▶ EXERCISE:
After locating the line with "[mark] white sneaker", reproduce it and all following lines of the listing below exactly, stopping only at the final line.

━━━ RAW DATA ━━━

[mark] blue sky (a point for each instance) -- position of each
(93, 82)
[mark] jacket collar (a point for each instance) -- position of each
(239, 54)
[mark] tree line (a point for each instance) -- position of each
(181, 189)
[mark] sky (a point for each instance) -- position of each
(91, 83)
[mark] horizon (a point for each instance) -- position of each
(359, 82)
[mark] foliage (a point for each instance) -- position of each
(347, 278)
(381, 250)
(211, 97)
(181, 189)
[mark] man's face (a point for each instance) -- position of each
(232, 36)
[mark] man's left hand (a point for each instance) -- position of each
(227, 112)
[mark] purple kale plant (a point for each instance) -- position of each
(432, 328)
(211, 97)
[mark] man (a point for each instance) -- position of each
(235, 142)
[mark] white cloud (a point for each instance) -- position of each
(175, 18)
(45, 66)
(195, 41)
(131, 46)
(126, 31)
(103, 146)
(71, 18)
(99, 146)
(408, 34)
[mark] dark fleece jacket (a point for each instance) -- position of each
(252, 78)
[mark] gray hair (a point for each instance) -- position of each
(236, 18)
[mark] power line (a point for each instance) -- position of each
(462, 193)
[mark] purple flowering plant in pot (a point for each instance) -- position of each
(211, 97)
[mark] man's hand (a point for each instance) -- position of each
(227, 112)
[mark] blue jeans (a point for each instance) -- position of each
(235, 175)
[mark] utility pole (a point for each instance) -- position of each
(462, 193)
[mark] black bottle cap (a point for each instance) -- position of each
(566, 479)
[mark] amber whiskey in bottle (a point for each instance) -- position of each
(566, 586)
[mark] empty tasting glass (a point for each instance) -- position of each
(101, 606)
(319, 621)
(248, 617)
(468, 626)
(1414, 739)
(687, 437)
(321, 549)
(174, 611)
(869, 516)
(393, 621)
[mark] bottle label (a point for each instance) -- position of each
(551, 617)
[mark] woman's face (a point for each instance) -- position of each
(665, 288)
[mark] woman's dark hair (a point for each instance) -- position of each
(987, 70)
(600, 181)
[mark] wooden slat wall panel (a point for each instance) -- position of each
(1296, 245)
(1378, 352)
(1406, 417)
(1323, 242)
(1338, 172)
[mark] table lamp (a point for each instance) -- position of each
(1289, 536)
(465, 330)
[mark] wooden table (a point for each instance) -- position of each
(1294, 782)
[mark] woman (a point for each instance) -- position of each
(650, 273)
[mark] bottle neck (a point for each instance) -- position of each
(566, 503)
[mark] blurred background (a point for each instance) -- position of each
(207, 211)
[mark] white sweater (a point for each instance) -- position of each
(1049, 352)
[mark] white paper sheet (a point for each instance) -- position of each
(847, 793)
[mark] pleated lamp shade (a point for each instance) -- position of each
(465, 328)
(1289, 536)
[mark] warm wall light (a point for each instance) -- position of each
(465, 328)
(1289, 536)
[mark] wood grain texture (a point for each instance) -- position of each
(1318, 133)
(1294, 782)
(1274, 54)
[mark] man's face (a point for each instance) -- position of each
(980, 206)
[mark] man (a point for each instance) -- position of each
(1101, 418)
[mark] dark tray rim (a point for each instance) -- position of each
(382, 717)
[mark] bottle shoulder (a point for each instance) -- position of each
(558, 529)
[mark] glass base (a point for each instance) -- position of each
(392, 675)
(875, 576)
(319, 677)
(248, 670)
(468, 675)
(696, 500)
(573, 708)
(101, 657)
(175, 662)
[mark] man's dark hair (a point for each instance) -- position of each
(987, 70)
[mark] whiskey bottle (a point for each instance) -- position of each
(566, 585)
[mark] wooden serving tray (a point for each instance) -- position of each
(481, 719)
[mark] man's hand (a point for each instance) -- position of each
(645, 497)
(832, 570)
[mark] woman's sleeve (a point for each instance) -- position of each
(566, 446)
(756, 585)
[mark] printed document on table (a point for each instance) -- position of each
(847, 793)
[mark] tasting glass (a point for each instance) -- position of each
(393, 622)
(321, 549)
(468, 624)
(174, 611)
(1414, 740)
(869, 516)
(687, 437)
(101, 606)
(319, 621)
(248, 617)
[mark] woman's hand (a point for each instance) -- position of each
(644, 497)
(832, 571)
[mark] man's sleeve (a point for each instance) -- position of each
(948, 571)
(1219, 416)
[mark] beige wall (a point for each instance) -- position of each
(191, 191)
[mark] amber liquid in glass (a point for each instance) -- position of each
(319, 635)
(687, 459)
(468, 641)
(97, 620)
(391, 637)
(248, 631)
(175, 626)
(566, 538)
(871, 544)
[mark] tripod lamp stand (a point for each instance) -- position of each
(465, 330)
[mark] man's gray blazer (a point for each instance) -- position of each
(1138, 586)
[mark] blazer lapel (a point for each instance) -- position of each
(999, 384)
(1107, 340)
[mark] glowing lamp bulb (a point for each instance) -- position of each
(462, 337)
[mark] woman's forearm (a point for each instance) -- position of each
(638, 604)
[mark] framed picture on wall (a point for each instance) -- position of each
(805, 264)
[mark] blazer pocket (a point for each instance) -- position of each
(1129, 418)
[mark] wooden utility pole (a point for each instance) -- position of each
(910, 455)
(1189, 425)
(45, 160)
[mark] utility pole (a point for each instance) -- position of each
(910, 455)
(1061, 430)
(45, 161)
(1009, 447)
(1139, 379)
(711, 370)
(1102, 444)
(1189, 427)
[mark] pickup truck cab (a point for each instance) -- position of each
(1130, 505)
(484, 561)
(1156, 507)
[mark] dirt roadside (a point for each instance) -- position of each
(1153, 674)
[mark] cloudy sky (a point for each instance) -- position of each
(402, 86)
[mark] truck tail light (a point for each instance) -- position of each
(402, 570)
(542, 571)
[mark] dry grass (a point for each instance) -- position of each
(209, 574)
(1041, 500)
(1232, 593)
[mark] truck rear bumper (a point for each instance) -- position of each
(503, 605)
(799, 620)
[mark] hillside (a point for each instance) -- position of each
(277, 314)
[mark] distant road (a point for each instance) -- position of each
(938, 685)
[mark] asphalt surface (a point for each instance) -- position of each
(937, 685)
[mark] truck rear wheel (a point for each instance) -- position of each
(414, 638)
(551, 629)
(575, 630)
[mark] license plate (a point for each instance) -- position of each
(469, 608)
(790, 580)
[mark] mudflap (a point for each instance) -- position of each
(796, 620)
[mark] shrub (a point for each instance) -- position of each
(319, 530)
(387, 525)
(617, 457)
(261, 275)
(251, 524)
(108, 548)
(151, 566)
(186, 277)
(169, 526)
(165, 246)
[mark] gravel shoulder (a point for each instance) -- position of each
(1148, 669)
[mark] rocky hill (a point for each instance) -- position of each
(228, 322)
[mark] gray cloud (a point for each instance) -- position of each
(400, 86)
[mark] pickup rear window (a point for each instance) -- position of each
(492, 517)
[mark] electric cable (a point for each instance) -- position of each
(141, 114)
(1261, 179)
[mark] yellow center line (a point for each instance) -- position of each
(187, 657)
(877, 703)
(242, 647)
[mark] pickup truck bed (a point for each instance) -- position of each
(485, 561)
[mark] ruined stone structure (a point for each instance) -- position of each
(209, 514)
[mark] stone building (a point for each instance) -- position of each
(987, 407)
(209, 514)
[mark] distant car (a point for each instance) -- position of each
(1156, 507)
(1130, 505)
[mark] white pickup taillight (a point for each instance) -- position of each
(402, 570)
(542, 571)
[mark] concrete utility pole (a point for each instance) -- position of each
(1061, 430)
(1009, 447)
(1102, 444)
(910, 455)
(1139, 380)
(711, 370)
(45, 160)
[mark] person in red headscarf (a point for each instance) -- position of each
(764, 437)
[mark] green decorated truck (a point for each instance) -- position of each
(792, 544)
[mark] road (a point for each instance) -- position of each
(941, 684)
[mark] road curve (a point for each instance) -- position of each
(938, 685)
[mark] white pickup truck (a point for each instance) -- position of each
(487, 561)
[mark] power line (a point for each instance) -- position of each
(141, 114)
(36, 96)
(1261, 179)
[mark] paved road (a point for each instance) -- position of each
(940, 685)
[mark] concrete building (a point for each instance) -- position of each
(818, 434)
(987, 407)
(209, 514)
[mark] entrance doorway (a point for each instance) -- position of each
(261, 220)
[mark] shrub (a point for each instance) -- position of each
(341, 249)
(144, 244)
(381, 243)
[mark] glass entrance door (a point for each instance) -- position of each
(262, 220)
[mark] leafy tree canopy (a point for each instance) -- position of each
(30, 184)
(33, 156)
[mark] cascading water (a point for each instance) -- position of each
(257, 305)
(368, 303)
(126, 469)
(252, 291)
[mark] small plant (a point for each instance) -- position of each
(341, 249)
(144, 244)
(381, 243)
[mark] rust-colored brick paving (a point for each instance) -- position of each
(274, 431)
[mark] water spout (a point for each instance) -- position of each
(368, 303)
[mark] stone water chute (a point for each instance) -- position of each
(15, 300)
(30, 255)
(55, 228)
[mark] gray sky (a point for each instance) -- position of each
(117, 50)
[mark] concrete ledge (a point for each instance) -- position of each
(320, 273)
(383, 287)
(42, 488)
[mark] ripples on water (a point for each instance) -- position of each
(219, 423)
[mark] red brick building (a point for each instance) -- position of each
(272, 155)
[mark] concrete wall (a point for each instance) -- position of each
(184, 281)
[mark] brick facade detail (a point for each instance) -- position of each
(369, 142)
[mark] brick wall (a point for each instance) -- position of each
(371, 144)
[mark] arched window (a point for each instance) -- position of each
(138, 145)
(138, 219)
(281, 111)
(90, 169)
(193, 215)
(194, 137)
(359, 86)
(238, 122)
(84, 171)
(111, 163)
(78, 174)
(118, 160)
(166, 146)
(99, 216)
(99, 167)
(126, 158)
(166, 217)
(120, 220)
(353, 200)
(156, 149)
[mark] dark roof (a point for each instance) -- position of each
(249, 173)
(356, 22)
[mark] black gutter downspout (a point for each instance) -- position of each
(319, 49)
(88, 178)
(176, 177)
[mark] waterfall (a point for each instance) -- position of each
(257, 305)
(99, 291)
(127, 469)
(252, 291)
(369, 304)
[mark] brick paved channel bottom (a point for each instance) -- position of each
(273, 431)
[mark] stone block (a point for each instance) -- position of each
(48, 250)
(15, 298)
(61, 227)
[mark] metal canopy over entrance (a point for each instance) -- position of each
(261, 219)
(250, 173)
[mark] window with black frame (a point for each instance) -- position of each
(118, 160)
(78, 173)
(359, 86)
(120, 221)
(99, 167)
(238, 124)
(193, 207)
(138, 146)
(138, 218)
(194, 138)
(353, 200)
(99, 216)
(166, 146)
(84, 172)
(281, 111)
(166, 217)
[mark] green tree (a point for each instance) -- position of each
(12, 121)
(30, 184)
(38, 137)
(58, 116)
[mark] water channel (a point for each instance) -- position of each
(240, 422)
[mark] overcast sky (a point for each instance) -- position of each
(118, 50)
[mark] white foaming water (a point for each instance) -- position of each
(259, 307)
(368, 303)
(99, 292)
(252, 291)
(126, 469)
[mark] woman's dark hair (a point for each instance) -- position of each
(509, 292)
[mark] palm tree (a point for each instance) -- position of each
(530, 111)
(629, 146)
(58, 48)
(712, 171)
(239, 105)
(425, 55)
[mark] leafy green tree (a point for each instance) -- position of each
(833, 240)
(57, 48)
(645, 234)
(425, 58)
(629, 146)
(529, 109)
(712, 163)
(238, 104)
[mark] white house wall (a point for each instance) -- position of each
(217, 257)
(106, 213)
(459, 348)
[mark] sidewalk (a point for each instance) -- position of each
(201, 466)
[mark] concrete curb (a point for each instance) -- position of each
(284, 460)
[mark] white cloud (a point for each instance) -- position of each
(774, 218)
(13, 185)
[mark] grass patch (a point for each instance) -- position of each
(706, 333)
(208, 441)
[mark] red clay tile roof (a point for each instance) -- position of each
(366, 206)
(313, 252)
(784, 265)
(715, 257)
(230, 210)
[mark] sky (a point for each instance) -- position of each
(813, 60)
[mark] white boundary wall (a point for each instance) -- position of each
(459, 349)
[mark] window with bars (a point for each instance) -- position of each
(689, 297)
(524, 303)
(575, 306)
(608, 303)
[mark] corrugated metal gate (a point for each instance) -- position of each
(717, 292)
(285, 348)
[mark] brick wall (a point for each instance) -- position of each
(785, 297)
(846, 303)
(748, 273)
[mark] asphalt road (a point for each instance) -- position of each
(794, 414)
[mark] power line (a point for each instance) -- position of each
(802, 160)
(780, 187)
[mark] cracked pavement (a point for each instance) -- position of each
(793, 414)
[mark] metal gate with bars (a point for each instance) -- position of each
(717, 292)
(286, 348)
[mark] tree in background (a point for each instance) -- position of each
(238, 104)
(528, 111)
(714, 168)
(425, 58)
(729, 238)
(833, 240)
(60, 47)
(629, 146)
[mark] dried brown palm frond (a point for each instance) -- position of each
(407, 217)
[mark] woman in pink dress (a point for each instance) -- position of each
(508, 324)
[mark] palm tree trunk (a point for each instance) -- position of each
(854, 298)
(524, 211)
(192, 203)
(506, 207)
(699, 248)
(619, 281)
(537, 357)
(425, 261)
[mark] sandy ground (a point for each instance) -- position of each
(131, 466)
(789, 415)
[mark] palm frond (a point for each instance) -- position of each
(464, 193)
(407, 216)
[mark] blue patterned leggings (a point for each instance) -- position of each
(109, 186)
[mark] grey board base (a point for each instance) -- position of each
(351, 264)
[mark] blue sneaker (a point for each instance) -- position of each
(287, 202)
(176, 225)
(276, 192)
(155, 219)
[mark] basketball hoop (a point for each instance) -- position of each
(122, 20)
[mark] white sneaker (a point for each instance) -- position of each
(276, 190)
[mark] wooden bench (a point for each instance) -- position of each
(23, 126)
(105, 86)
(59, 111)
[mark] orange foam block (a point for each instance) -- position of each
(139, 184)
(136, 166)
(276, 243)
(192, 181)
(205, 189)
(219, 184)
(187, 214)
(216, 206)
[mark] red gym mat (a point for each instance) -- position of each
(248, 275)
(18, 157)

━━━

▶ EXERCISE RESPONSE:
[mark] white sneaker (a point for each instance) -- position of each
(276, 190)
[mark] wooden bench (a point for each instance) -- position of each
(23, 126)
(105, 86)
(59, 111)
[mark] orange foam block (a point for each instance) -- position of each
(139, 184)
(136, 166)
(276, 243)
(192, 181)
(205, 189)
(219, 184)
(187, 214)
(216, 206)
[mark] red gym mat (a point for each instance) -- position of each
(248, 275)
(18, 157)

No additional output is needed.